Extracted entries ::
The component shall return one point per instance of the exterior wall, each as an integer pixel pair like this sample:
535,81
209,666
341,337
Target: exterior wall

What is needed :: Put the records above into a Markdown table with the columns "Row" and "Line". Give each non-blank line its own numbered row.

Written answer ::
| Row | Line |
|---|---|
| 1 | The component shall return one point per instance of the exterior wall, each as an integer pixel pair like this sample: |
| 2 | 535,81 |
| 3 | 209,666 |
| 4 | 341,337 |
| 5 | Target: exterior wall |